━━━ Excerpt ━━━

The Medusa girls are three descendants of the misunderstood (according to Childs) gorgon Medusa. Once ordinary teens, they now find themselves in charge of guarding the portal between the world we know and love, and the realm of monsters.

Sweet Venom will be released October 2011. If you'd like to find out more about the book, check out one of these links:

Sweet Venom Facebook page:
Synopsis on TLC's blog:
Character collages:
Sweet Venom Goodreads page:

Thanks for stopping by! Spread the word!

Monday, February 14, 2011

Update and promo for sneak peek

I can't believe I forgot to write my review yesterday! I'd been thinking all week about what book I wanted to do, and then on the day of, it completely slipped my mind. I think I was too busy luxuriating in being warm for the first time in what seems like forever.

Anyway, I will save the VSB (very special book) for next Sunday, but I wanted to pop on and announce that tomorrow will be a very special day on this blog. I'll be participating in a COVER REVEAL for the upcoming YA novel Sweet Venom by Tera Lynn Childs. The book is the first in a trilogy about teenage descendants of Medusa (how great is that?)

Tera herself is a wonderfully sweet and encouraging person (I've been able to chat with her a couple of times), and I'm delighted to be able to help her out. Her books are perfect beach reading (and believe me, the wrong book ruins your day at the beach) if you're a sucker for lighthearted teen romance - adorable, funny, and definitely happy ending-y.

So tune back in tomorrow for a sneak peek at lovely new cover of Sweet Venom!

Tuesday, February 8, 2011

Review: Son of Interflux

The Superbowl threw off my blogging schedule, but I'm back on track!

Son of Interflux by Gordon Korman, first published 1986, 288 pages

Possibly my most favorite funny book ever. I fell in laugh-out-loud love with Korman's work when I was in middle school, and I've been reading and rereading his classic stuff ever since.

━━━ Data for processing ━━━

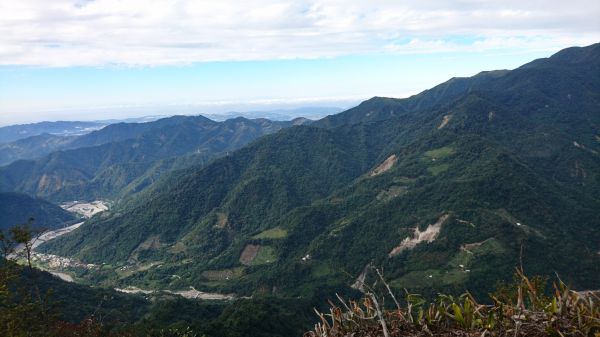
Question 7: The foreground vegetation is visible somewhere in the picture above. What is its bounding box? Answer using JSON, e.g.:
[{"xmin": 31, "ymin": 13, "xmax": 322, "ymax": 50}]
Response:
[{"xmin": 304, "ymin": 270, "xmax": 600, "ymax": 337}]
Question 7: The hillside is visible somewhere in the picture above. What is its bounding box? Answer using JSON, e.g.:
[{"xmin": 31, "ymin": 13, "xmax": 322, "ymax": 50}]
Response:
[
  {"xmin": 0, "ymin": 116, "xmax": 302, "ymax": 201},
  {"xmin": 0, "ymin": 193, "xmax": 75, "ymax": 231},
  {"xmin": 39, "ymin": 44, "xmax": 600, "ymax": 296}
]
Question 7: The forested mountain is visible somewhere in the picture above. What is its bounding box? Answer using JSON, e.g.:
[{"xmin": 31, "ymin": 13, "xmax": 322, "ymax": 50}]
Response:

━━━

**Tasks and exercises**:
- a) In the entries, copy out each line exactly, beginning with the line that contains "Question 7: The forested" and going on through the final line of the entries.
- b) Pick up the book blog excerpt where it stops and write its next few sentences.
The book blog excerpt and the entries have nothing to do with each other.

**Task answers**:
- a)
Question 7: The forested mountain is visible somewhere in the picture above. What is its bounding box? Answer using JSON, e.g.:
[{"xmin": 31, "ymin": 13, "xmax": 322, "ymax": 50}]
Response:

- b)
Simon Irving's dad is the vice president of Interflux - the world's largest manufacturer of useless things (useless by themselves, that is. For example: there was the seat, and there was the toilet - Interflux invented the device that connected the two). Mr. Irving sees a brilliant corporate career for his only son, but all Simon wants is to pursue his talent for painting at the exclusive Nassau School for the Arts. And when he finds a way to screw Interflux by buying a crucial piece of development land with the school's party money, he suddenly finds himself leading the highly talented and wildly eccentric student body in a crusade against the powerful corporation - and his own father.

I can't decide whether what I love most are Korman's crazy characters, his sense of comedic timing, or his eye for the ridiculous. Take heart breaker Sam, who could have any girl in school and gets himself kicked out of art class because he can't stop painting camels. Or Mrs. Irving, who tries one diet after another and drives her family to the haven of Burger King. And then there's Simon himself, a lovably average guy who screws up his second, third, fourth, and fifth chances with the girl of his dreams. Put them all together and I laugh until I cry. Ultimately, Son of Interflux is a celebration of creativity, friendship, and the utter unpredictability of life.

Wednesday, February 2, 2011

In which I persevere, despite not having much to count

I was, in fact, tempted to skip this week's counting session, since the numbers are rather depressing, but avoiding a cold, hard fact never did anyone any good. And besides, if I skipped it, I wouldn't get to post this lovely picture of my role model!

Pounds to lose to next reward sticker: .4 (Argh!)

Fantasy novel word count: 33, 063 (could be worse)

Dickens project word count: 1,785 (groan)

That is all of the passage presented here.